WHAT NEEDS TO BE DONE
Needed from the data below: every line from the one with "Every instance of the blue" up to and including the one with "Every instance of the green", repeated exactly and with nothing else.

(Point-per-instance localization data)
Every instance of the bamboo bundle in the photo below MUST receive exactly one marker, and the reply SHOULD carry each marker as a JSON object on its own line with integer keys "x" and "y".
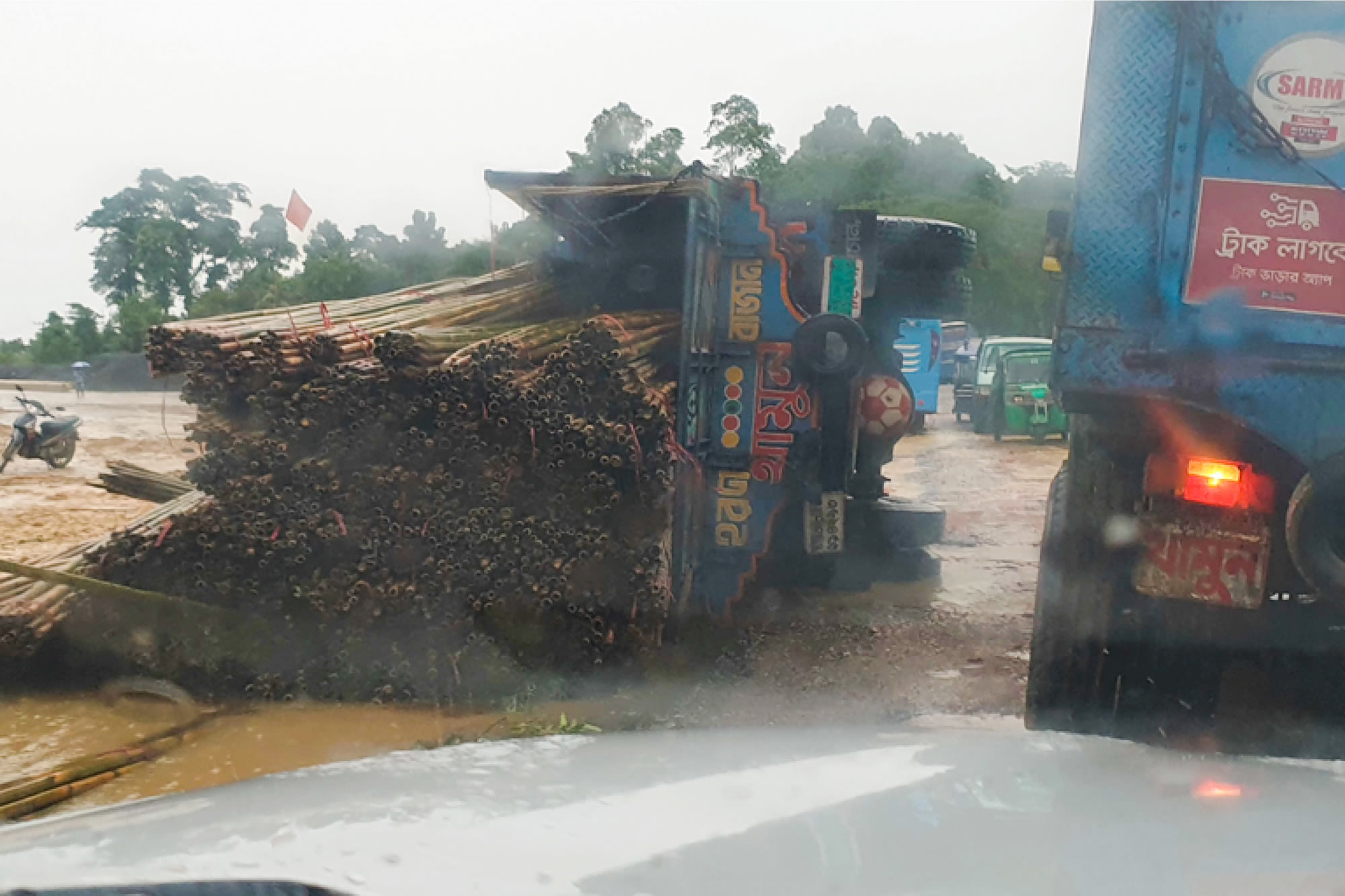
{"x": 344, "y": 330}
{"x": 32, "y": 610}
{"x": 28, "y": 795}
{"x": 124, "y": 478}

--

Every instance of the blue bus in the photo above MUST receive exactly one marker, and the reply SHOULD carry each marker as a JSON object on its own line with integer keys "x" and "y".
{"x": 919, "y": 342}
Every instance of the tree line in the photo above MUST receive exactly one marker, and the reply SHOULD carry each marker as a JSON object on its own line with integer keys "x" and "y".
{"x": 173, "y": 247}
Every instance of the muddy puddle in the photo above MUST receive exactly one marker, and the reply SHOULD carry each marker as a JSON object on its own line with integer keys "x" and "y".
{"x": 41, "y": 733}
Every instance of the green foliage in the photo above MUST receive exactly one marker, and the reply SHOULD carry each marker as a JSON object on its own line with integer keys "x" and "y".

TASK RESULT
Every instance of the blue bus in the photo above MUST receive exactly one marker, and the reply SHOULD carry each marker as a JSON object on its own line with integer keys "x" and "y".
{"x": 919, "y": 342}
Every instance of the tree line in the photo above MUST receive exactly one marker, and the reply SHOULD carry each marker as a JSON object on its own line with integer keys "x" and "y".
{"x": 173, "y": 247}
Every instance of the muddy puddle in the photo above MUST receive exactly one marker, and the reply SHOULD carry each marker as a JSON object on its own line with integer keys "x" and "y".
{"x": 41, "y": 733}
Every instance of the green foliage in the photo above MUST receive exactly one marker, and the reply SHOULD carry each marker as a JSON object on its own line with integer keys "x" and "y".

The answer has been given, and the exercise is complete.